#### EXERCISE
Copy out each entry below verbatim, skipping the images.

RECORDS FOR THIS EXERCISE section start

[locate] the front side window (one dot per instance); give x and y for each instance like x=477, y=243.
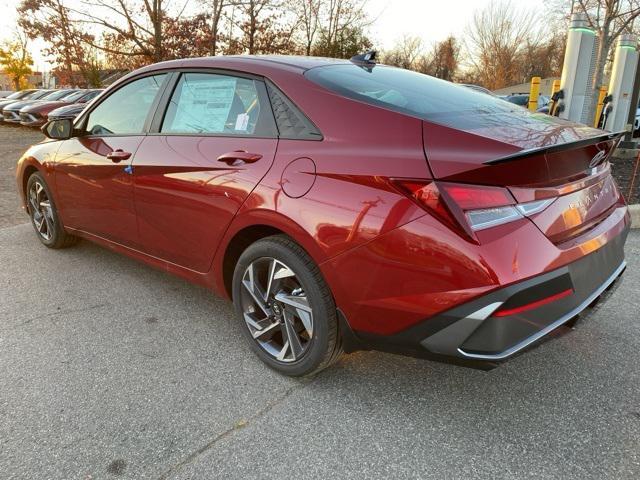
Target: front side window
x=217, y=104
x=125, y=111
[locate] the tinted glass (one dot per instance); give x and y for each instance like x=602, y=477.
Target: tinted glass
x=413, y=93
x=222, y=104
x=125, y=110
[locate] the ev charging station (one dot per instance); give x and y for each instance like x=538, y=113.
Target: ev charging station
x=622, y=82
x=577, y=71
x=576, y=95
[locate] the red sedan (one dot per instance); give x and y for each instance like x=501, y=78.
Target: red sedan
x=341, y=205
x=36, y=115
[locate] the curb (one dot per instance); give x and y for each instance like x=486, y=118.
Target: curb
x=634, y=210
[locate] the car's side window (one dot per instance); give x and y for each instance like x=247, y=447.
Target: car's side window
x=208, y=103
x=125, y=111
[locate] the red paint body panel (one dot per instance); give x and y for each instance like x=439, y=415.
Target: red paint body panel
x=94, y=194
x=389, y=262
x=186, y=198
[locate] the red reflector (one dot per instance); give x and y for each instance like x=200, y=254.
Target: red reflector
x=532, y=305
x=472, y=197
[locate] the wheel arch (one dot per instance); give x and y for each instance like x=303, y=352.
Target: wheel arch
x=248, y=229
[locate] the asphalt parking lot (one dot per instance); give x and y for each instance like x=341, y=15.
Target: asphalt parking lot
x=111, y=369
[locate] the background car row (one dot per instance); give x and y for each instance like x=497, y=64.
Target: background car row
x=34, y=107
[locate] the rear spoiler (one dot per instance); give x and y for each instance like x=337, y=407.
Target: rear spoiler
x=557, y=147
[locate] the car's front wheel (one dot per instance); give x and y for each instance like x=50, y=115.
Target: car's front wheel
x=44, y=216
x=286, y=309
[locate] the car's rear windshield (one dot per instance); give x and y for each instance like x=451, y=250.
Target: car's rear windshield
x=415, y=94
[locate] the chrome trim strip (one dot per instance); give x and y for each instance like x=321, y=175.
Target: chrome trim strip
x=565, y=318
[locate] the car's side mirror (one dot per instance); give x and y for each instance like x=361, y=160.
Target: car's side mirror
x=60, y=129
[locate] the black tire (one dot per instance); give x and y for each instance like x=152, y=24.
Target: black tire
x=324, y=345
x=48, y=227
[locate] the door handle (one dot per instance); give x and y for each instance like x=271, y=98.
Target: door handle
x=118, y=155
x=230, y=158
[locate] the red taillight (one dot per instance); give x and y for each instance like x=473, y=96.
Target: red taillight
x=473, y=197
x=470, y=207
x=427, y=195
x=532, y=305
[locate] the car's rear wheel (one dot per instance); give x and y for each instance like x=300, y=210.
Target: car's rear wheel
x=44, y=216
x=287, y=311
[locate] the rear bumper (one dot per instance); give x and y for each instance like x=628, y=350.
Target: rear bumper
x=31, y=120
x=470, y=332
x=11, y=116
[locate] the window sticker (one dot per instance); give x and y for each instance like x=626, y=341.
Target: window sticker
x=242, y=122
x=204, y=104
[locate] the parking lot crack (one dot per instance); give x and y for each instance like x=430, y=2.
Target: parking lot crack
x=57, y=313
x=237, y=426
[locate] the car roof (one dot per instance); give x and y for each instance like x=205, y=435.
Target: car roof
x=249, y=63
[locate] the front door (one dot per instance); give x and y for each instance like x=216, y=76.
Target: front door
x=93, y=170
x=216, y=142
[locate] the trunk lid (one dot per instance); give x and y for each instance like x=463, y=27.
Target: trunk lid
x=536, y=157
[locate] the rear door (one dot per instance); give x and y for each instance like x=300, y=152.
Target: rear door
x=93, y=170
x=215, y=139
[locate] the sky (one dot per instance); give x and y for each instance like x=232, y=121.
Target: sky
x=431, y=20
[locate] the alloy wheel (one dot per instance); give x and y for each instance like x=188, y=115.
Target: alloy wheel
x=41, y=211
x=276, y=309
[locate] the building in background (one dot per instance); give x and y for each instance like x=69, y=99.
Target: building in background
x=33, y=80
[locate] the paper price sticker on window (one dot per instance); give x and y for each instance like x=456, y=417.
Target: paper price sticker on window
x=242, y=122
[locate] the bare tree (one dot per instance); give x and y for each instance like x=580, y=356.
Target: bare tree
x=405, y=53
x=497, y=39
x=51, y=20
x=216, y=8
x=444, y=59
x=610, y=19
x=308, y=14
x=16, y=60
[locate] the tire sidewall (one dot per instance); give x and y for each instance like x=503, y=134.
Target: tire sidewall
x=324, y=316
x=55, y=237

RECORDS FOR THIS EXERCISE section end

#### EXERCISE RESPONSE
[locate] the front side window (one dot per instance); give x and y for each instance like x=477, y=243.
Target: front side window
x=217, y=104
x=125, y=111
[locate] the tinted glass (one dot per instance); give x and y for each instance like x=602, y=477.
Target: tinted glass
x=413, y=93
x=222, y=104
x=125, y=110
[locate] the ev charging station (one dot per instance); give x and y for each instance like x=538, y=113.
Target: ev charging station
x=622, y=82
x=577, y=71
x=576, y=95
[locate] the red sedan (one dot per instance); give x and y for each instance like x=501, y=78.
Target: red sedan
x=341, y=205
x=36, y=115
[locate] the curb (one dot per instance); give x and y for each instance like x=486, y=118.
Target: curb
x=634, y=210
[locate] the car's side window (one dot per instance); give x and y for each instance like x=247, y=447.
Target: car's side window
x=208, y=103
x=125, y=111
[locate] the red paint body panel (one dot per instance); give x and y for each instance like x=439, y=415.
Target: red paint body panel
x=94, y=194
x=389, y=262
x=186, y=198
[locate] the red reflector (one dot per instance); give x and y for each instance like x=200, y=254.
Target: red reflector
x=532, y=305
x=472, y=197
[locate] the wheel arch (one dot per instance); give x and y for each instance like x=303, y=352.
Target: wheel arch
x=248, y=229
[locate] the asphalt parking lot (one dot per instance); give x and y for each instance like x=341, y=15.
Target: asphalt parking lot
x=111, y=369
[locate] the background car row (one dot per instance); give x and y for each instance like x=497, y=64.
Target: background car row
x=34, y=107
[locate] the rear spoiler (one dot per instance); give x and y for each instance like x=337, y=407.
Target: rear spoiler
x=557, y=147
[locate] the car's front wheel (one dot per instance); give x and y for each instance like x=50, y=115.
Target: car's front wheel
x=44, y=216
x=286, y=309
[locate] the car's rear windshield (one dot per instance); give x and y for each instance like x=451, y=250.
Target: car's rear windshield
x=415, y=94
[locate] the chrome trim strip (one dot per instance); give x and y for each instance like x=321, y=175.
Target: chrome trim strip
x=565, y=318
[locate] the car's side mirror (one dot per instance); give x and y for each instance like x=361, y=160.
Target: car's side mirror
x=60, y=129
[locate] the black tire (one dot per instance); give x and y for each instance like x=152, y=24.
Target: black tire
x=324, y=345
x=48, y=227
[locate] the door handle (one dot per instance); give x and y for each instance like x=271, y=98.
Target: door handle
x=118, y=155
x=230, y=158
[locate] the red taillight (one dot per instance); give x and y for each instance like x=473, y=96.
Target: red taillight
x=473, y=197
x=470, y=207
x=427, y=195
x=532, y=305
[locate] the car's rear wheel (one dot per instance); give x and y for each instance like x=300, y=210.
Target: car's rear wheel
x=44, y=216
x=287, y=311
[locate] the rear bumper (one dot per instance); give x and y for each instance like x=628, y=350.
Target: rear bumper
x=31, y=120
x=470, y=332
x=11, y=116
[locate] the window sticker (one dot per instance); give x and y for each instance like x=626, y=341.
Target: window sticker
x=242, y=122
x=204, y=104
[locate] the parking lot crack (one dot per instance); give x and y for each instance like x=430, y=2.
Target: parking lot crack
x=57, y=313
x=237, y=426
[locate] the car roof (one dot per instance); give x and y for each instance like x=205, y=435.
Target: car roof
x=249, y=63
[locate] the front door (one dot per instance); give x and y for each instance like x=216, y=76.
Target: front door
x=93, y=170
x=216, y=142
[locate] the trunk lid (one dot per instance); give x and y for each instance like x=463, y=27.
Target: trunk lid
x=536, y=157
[locate] the rear door (one dot per instance); give x and y for each instance like x=300, y=152.
Target: rear door
x=93, y=170
x=215, y=139
[locate] the sky (one dot per instance); give x and y for each instance like x=232, y=121.
Target: sky
x=431, y=20
[locate] the alloy wheel (one dot per instance); give x and y for each instance like x=188, y=115.
Target: alloy wheel
x=41, y=211
x=276, y=309
[locate] the building in background (one dot per instance); give x and y for each instance like x=69, y=99.
Target: building in background
x=33, y=80
[locate] the paper price sticker on window (one dot per instance); give x and y for each instance like x=456, y=417.
Target: paper price sticker on window
x=242, y=122
[locate] the bare tree (one dot per instance); give x and y for each instance like x=580, y=356.
Target: bare tree
x=405, y=53
x=497, y=39
x=51, y=20
x=216, y=8
x=444, y=59
x=610, y=19
x=308, y=14
x=16, y=60
[locate] the tire sidewall (one dot per instance); give x and y for each instance like x=503, y=134.
Target: tire sidewall
x=324, y=316
x=55, y=237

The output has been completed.